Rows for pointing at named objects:

↓↓↓

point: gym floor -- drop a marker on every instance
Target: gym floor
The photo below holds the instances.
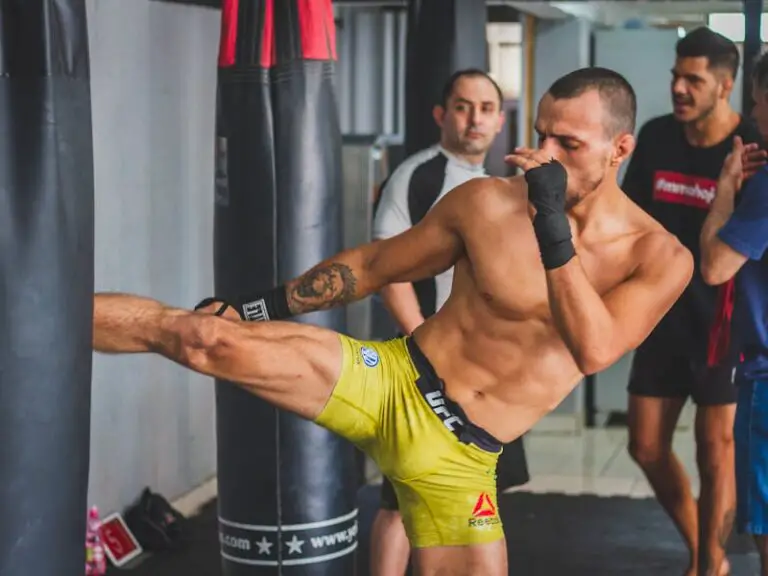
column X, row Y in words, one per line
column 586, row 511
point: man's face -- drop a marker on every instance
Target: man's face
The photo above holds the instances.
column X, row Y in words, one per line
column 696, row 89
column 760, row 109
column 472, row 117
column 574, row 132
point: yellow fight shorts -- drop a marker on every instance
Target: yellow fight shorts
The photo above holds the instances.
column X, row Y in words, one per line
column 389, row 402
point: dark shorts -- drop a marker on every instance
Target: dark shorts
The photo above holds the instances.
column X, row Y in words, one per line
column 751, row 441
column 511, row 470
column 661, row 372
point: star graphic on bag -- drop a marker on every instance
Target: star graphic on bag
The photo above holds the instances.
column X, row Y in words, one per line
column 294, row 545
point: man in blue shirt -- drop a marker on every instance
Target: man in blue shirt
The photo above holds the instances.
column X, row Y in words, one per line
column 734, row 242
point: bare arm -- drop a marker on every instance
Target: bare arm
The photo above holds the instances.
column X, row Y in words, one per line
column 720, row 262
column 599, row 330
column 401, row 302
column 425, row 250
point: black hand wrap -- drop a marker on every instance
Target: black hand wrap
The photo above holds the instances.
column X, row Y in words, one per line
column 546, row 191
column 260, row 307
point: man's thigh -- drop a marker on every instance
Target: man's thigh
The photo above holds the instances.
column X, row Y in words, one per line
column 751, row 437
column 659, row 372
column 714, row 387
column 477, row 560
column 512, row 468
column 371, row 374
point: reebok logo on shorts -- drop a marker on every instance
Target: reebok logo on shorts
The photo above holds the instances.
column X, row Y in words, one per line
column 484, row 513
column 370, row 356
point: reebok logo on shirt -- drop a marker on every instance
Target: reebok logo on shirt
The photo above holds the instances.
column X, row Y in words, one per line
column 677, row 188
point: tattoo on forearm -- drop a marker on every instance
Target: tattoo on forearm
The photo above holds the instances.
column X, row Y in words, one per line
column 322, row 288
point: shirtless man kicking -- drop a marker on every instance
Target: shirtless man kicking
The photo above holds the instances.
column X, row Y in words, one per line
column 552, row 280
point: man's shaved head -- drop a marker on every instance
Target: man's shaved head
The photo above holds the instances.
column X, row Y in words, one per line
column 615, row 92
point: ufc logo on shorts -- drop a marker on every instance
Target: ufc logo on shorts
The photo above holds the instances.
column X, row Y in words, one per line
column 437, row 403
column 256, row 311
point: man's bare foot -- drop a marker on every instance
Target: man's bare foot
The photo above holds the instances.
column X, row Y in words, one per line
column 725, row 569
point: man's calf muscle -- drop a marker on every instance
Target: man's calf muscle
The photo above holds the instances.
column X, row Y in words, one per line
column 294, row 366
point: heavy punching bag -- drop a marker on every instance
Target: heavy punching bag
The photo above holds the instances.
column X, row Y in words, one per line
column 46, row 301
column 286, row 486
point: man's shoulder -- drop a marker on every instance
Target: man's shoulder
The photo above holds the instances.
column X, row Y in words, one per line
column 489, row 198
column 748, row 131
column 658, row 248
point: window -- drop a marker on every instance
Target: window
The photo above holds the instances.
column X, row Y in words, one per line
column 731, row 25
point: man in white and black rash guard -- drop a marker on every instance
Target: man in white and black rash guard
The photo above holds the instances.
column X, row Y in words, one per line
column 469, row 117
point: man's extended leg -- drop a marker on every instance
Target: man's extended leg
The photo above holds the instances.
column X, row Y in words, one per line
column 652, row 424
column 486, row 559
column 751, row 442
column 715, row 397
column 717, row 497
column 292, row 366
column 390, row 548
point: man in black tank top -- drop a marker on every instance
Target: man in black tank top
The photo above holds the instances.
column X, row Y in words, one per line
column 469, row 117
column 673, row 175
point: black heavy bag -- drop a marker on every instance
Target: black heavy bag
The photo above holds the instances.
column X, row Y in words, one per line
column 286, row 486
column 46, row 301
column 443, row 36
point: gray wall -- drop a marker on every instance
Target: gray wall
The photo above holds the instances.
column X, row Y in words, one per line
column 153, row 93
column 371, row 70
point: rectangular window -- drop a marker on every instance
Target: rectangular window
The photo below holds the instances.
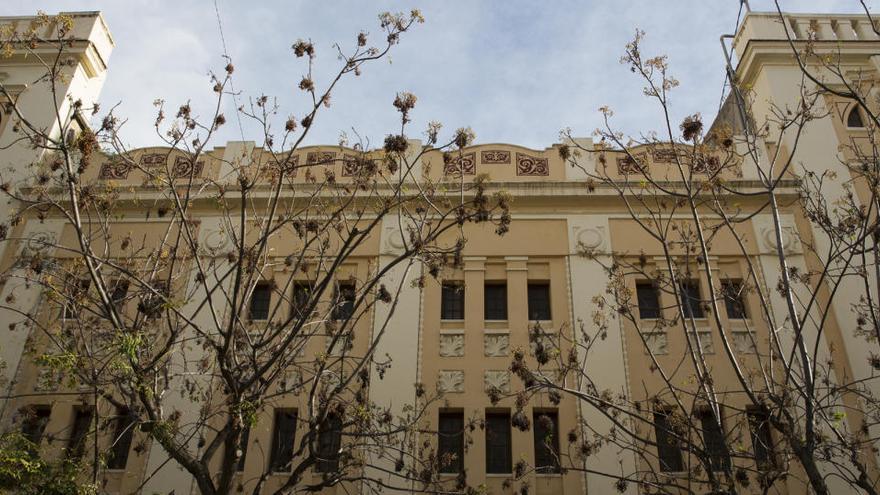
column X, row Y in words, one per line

↑↑↑

Problem description
Can you put every line of the rows above into a numbered list, skipping any blank lines? Leave the pictures out of your answer.

Final result
1. point: gym floor -- drop a marker on every instance
2. Target: gym floor
3. The photo below holds the instances.
4. column X, row Y in words, one per line
5. column 586, row 511
6. point: man's face -- drop a marker on every instance
7. Target: man's face
8. The photo above holds the instances.
9. column X, row Y in words, one per line
10. column 696, row 89
11. column 760, row 109
12. column 472, row 117
13. column 574, row 132
14. point: yellow fight shorts -- drop a marker on every instance
15. Target: yellow fight shorts
16. The photo above holds the instances.
17. column X, row Y in words, one per line
18. column 389, row 402
19. point: dark shorts -- drop a marker on every instance
20. Target: dark shorts
21. The photo above holds the instances.
22. column X, row Y in words, one per line
23. column 751, row 441
24. column 511, row 470
25. column 661, row 372
26. point: star graphic on bag -- drop a marker on every instance
27. Target: star graphic on bag
28. The photo above holds the instances.
29. column X, row Y in words, one per line
30. column 294, row 545
31. point: man in blue shirt -- drop a marker on every instance
32. Target: man in blue shirt
33. The photo above holds the instances.
34. column X, row Y in words, one per line
35. column 734, row 242
36. point: bare arm -- drop a marker on every instance
37. Target: bare arm
38. The photo above holds the instances.
39. column X, row Y in words, one per line
40. column 720, row 262
41. column 599, row 330
42. column 401, row 302
43. column 425, row 250
44. point: black hand wrap -- drop a marker on every instance
45. Target: black hand wrap
46. The photo above holds the instances.
47. column X, row Y in words, one per line
48. column 546, row 191
49. column 260, row 307
50. point: man's thigh -- drop a marker on every instance
51. Target: man's thigh
52. The photo above holds the instances.
53. column X, row Y in words, one per line
54. column 751, row 437
55. column 659, row 372
56. column 714, row 387
57. column 477, row 560
58. column 512, row 468
59. column 371, row 374
60. point: reebok logo on shorts -- drop a marker on every instance
61. Target: reebok logo on shorts
62. The photo above holds the instances.
63. column X, row Y in words, one per line
64. column 484, row 513
65. column 370, row 356
66. point: reebok logo on shirt -- drop a marker on every instance
67. Target: reebok logo on shirt
68. The photo above holds the instances.
69. column X, row Y in words, one per line
70. column 677, row 188
71. point: tattoo on forearm -- drop a marker on every instance
72. Target: tattoo on forearm
73. The photo above holds the instances.
74. column X, row Y in words, one per line
75. column 322, row 288
76. point: shirtless man kicking -- drop a marker on every instance
77. Target: shirtless man kicking
78. The photo above holds the instances.
79. column X, row Y in words, one per line
80. column 552, row 280
81. point: man's shaved head -- drop a marker on every instance
82. Target: man's shaved head
83. The photo above holds the instances.
84. column X, row Y in words, one per line
85. column 615, row 92
86. point: ufc logo on shorts -- drop a marker on every instance
87. Target: ufc logo on shorts
88. The photo above holds the instances.
89. column X, row Y in words, one per line
90. column 437, row 403
91. column 256, row 311
92. point: man's bare foot -- drop a marker on every instance
93. Target: man's bare foot
94. The photo above holds the instances.
95. column X, row Y in words, one per line
96. column 725, row 569
97. point: man's calf muscle -- drop a marker on every instance
98. Target: man's calf muscle
99. The photo above holds the instances.
100. column X, row Y in words, one per line
101. column 294, row 366
102. point: heavy punching bag -- drop a marker on every instance
103. Target: heavy punching bag
104. The photo above holds the instances.
105. column X, row Y in words, one per line
106. column 46, row 301
107. column 286, row 486
108. point: man's shoulder -- drop a marker on every instance
109. Target: man's shoulder
110. The photo above holds the instances.
111. column X, row Y in words, one per line
112. column 489, row 198
113. column 748, row 131
114. column 658, row 248
115. point: window -- drop a marker on every instance
116. Target: window
117. The photo above holds the instances.
118. column X, row Y in words, one per line
119. column 731, row 25
120. point: man in white and black rash guard -- drop a marker on every instance
121. Target: man in white and black rash guard
122. The photo above holds the instances.
123. column X, row Y in words, one per line
124. column 469, row 117
125. point: man's extended leg -- drop a marker on every instance
126. Target: man's extended leg
127. The photo above holds the instances.
128. column X, row Y in words, one per line
129. column 652, row 424
130. column 486, row 559
131. column 751, row 442
132. column 715, row 397
133. column 717, row 497
134. column 292, row 366
135. column 390, row 548
136. point: man in black tank top -- drop a marker on every instance
137. Target: man in black tank top
138. The photo above holds the instances.
139. column X, row Y in words, one per line
140. column 469, row 117
141. column 673, row 175
142. point: black heavy bag -- drop a marker on every instance
143. Target: black heavy bag
144. The photo above holds the instances.
145. column X, row Y in words, one per line
146. column 286, row 486
147. column 46, row 301
148. column 443, row 36
149. point: gray wall -- drop a marker on every instance
150. Target: gray wall
151. The photo above holds the instances.
152. column X, row Y in words, one per line
153. column 153, row 93
154. column 371, row 70
155. point: rectangular window -- drop a marker on every instance
156. Target: rectangular window
157. The photo below holds the instances.
158. column X, row Y in words, one per line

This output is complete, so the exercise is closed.